Data records:
▬▬▬▬▬▬

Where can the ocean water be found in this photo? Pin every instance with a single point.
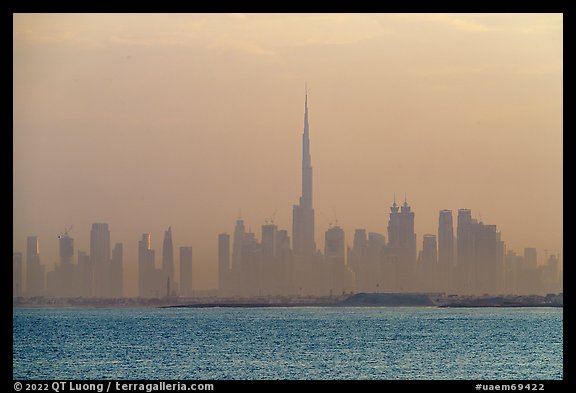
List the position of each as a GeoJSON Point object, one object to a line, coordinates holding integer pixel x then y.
{"type": "Point", "coordinates": [288, 343]}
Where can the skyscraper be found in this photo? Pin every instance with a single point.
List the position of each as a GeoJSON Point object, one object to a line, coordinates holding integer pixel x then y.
{"type": "Point", "coordinates": [168, 258]}
{"type": "Point", "coordinates": [186, 271]}
{"type": "Point", "coordinates": [85, 275]}
{"type": "Point", "coordinates": [100, 258]}
{"type": "Point", "coordinates": [400, 253]}
{"type": "Point", "coordinates": [35, 274]}
{"type": "Point", "coordinates": [445, 239]}
{"type": "Point", "coordinates": [147, 285]}
{"type": "Point", "coordinates": [66, 287]}
{"type": "Point", "coordinates": [17, 274]}
{"type": "Point", "coordinates": [303, 213]}
{"type": "Point", "coordinates": [117, 271]}
{"type": "Point", "coordinates": [334, 246]}
{"type": "Point", "coordinates": [224, 262]}
{"type": "Point", "coordinates": [445, 250]}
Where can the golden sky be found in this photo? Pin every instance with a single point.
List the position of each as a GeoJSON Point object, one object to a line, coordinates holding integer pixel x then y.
{"type": "Point", "coordinates": [149, 120]}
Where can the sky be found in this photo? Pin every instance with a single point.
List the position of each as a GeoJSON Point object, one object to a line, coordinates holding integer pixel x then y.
{"type": "Point", "coordinates": [146, 121]}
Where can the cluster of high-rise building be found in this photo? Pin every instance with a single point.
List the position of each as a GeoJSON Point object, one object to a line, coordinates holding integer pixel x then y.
{"type": "Point", "coordinates": [472, 261]}
{"type": "Point", "coordinates": [156, 282]}
{"type": "Point", "coordinates": [468, 259]}
{"type": "Point", "coordinates": [100, 274]}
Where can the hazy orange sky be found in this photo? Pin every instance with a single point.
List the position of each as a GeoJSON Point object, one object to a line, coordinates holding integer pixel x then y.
{"type": "Point", "coordinates": [149, 120]}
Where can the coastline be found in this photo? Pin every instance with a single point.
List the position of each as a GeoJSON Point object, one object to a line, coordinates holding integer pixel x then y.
{"type": "Point", "coordinates": [439, 300]}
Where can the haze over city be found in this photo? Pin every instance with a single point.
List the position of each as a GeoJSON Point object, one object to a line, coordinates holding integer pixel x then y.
{"type": "Point", "coordinates": [152, 121]}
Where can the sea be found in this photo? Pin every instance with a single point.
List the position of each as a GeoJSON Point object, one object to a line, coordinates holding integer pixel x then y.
{"type": "Point", "coordinates": [303, 343]}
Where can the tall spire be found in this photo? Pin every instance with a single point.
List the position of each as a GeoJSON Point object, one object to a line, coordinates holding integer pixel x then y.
{"type": "Point", "coordinates": [303, 213]}
{"type": "Point", "coordinates": [306, 199]}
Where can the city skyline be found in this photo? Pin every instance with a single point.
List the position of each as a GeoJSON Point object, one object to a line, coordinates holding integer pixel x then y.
{"type": "Point", "coordinates": [473, 262]}
{"type": "Point", "coordinates": [192, 171]}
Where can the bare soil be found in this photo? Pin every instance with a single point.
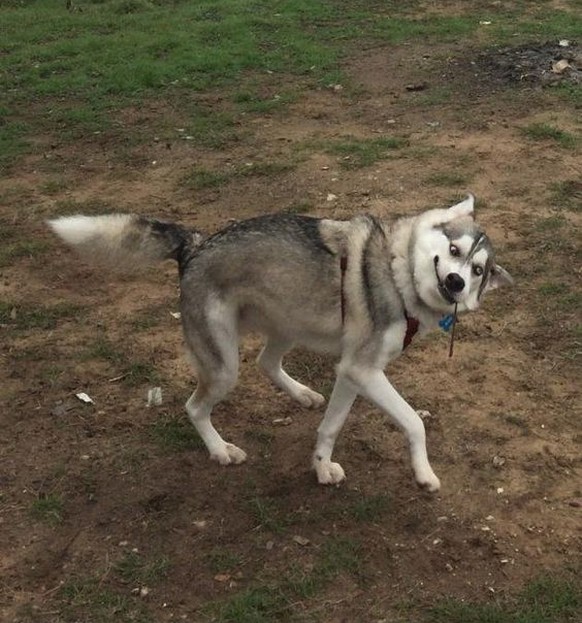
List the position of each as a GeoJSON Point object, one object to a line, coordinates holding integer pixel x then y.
{"type": "Point", "coordinates": [504, 435]}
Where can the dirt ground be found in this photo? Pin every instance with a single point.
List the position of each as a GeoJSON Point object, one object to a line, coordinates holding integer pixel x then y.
{"type": "Point", "coordinates": [504, 436]}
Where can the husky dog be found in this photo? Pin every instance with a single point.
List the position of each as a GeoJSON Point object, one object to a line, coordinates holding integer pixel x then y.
{"type": "Point", "coordinates": [359, 289]}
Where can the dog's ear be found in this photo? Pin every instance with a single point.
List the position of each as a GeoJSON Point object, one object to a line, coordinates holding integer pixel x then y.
{"type": "Point", "coordinates": [499, 278]}
{"type": "Point", "coordinates": [464, 208]}
{"type": "Point", "coordinates": [441, 216]}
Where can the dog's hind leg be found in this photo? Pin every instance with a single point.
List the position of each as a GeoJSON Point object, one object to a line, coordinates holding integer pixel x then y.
{"type": "Point", "coordinates": [214, 352]}
{"type": "Point", "coordinates": [342, 397]}
{"type": "Point", "coordinates": [373, 385]}
{"type": "Point", "coordinates": [270, 360]}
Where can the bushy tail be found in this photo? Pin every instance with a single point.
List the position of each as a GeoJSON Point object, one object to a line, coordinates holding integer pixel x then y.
{"type": "Point", "coordinates": [125, 241]}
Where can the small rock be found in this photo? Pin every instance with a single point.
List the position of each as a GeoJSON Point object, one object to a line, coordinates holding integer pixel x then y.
{"type": "Point", "coordinates": [283, 421]}
{"type": "Point", "coordinates": [418, 86]}
{"type": "Point", "coordinates": [154, 397]}
{"type": "Point", "coordinates": [83, 397]}
{"type": "Point", "coordinates": [560, 66]}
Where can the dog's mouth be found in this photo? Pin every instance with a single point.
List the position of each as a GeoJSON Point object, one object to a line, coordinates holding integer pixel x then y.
{"type": "Point", "coordinates": [443, 290]}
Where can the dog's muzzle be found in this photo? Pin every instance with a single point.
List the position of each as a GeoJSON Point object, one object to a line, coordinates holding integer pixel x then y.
{"type": "Point", "coordinates": [452, 284]}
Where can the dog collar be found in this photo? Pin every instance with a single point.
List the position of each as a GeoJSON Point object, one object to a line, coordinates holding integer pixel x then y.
{"type": "Point", "coordinates": [412, 323]}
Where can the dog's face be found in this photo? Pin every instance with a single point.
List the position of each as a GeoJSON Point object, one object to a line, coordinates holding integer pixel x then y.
{"type": "Point", "coordinates": [454, 261]}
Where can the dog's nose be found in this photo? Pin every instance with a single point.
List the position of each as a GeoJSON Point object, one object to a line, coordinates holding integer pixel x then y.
{"type": "Point", "coordinates": [454, 282]}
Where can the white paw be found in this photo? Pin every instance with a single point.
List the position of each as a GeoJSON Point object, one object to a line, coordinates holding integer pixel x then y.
{"type": "Point", "coordinates": [308, 398]}
{"type": "Point", "coordinates": [229, 454]}
{"type": "Point", "coordinates": [428, 481]}
{"type": "Point", "coordinates": [328, 473]}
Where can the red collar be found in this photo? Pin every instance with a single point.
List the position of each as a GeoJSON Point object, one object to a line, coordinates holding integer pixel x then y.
{"type": "Point", "coordinates": [412, 324]}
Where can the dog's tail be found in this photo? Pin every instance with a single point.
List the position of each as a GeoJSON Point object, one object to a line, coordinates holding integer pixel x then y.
{"type": "Point", "coordinates": [126, 241]}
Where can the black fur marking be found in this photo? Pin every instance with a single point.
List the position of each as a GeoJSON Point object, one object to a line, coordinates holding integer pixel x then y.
{"type": "Point", "coordinates": [367, 263]}
{"type": "Point", "coordinates": [300, 228]}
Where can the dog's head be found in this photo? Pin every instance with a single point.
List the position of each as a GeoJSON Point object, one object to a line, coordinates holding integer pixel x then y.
{"type": "Point", "coordinates": [454, 260]}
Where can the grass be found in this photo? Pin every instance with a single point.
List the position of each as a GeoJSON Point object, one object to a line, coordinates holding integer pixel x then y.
{"type": "Point", "coordinates": [448, 178]}
{"type": "Point", "coordinates": [176, 434]}
{"type": "Point", "coordinates": [135, 569]}
{"type": "Point", "coordinates": [26, 317]}
{"type": "Point", "coordinates": [567, 195]}
{"type": "Point", "coordinates": [548, 132]}
{"type": "Point", "coordinates": [86, 599]}
{"type": "Point", "coordinates": [368, 509]}
{"type": "Point", "coordinates": [200, 178]}
{"type": "Point", "coordinates": [267, 514]}
{"type": "Point", "coordinates": [221, 560]}
{"type": "Point", "coordinates": [356, 153]}
{"type": "Point", "coordinates": [48, 508]}
{"type": "Point", "coordinates": [548, 599]}
{"type": "Point", "coordinates": [274, 601]}
{"type": "Point", "coordinates": [87, 65]}
{"type": "Point", "coordinates": [11, 252]}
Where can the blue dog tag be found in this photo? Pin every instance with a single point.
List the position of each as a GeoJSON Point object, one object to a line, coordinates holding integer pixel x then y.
{"type": "Point", "coordinates": [446, 322]}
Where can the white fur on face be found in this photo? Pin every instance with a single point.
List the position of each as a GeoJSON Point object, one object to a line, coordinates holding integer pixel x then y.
{"type": "Point", "coordinates": [433, 243]}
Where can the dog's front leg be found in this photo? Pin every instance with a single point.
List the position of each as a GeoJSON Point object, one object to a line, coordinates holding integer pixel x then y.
{"type": "Point", "coordinates": [342, 398]}
{"type": "Point", "coordinates": [373, 385]}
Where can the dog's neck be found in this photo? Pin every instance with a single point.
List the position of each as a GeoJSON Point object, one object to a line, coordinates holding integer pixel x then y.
{"type": "Point", "coordinates": [401, 252]}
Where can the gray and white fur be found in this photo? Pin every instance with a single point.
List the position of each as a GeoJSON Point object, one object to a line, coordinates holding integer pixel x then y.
{"type": "Point", "coordinates": [342, 287]}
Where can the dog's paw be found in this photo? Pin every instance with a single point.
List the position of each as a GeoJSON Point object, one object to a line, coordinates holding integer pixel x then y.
{"type": "Point", "coordinates": [308, 398]}
{"type": "Point", "coordinates": [429, 482]}
{"type": "Point", "coordinates": [229, 454]}
{"type": "Point", "coordinates": [328, 473]}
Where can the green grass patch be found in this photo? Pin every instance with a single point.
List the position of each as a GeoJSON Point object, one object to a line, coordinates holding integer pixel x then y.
{"type": "Point", "coordinates": [274, 601]}
{"type": "Point", "coordinates": [103, 348]}
{"type": "Point", "coordinates": [201, 178]}
{"type": "Point", "coordinates": [550, 224]}
{"type": "Point", "coordinates": [368, 509]}
{"type": "Point", "coordinates": [136, 569]}
{"type": "Point", "coordinates": [221, 560]}
{"type": "Point", "coordinates": [340, 555]}
{"type": "Point", "coordinates": [86, 599]}
{"type": "Point", "coordinates": [71, 72]}
{"type": "Point", "coordinates": [548, 599]}
{"type": "Point", "coordinates": [298, 207]}
{"type": "Point", "coordinates": [11, 252]}
{"type": "Point", "coordinates": [252, 102]}
{"type": "Point", "coordinates": [48, 508]}
{"type": "Point", "coordinates": [553, 289]}
{"type": "Point", "coordinates": [25, 316]}
{"type": "Point", "coordinates": [446, 179]}
{"type": "Point", "coordinates": [139, 373]}
{"type": "Point", "coordinates": [256, 604]}
{"type": "Point", "coordinates": [356, 153]}
{"type": "Point", "coordinates": [548, 132]}
{"type": "Point", "coordinates": [568, 195]}
{"type": "Point", "coordinates": [176, 434]}
{"type": "Point", "coordinates": [267, 514]}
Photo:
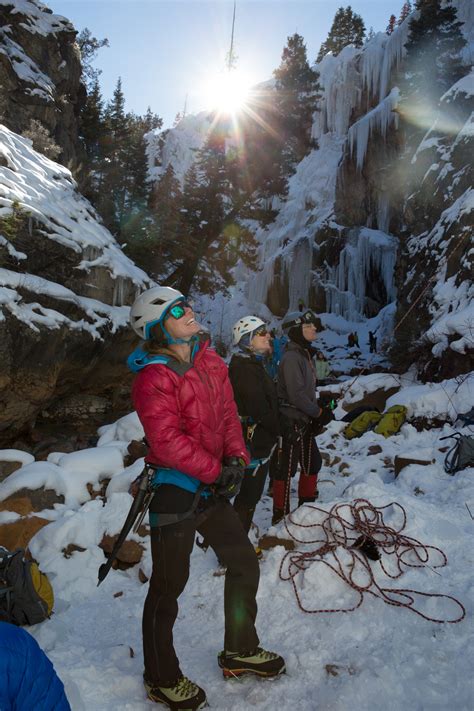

▬▬▬▬▬▬

■ Task description
Search the data for the word "white" and copy each line where it appears.

■ Solution to the problem
Where can the white paw be found in this photo? Pin every instance with a single point.
Where can the white fur on face be found in this photo? Pin every instance with a single point.
Where can the gray and white fur be found in this photo? Pin every instance with a single point.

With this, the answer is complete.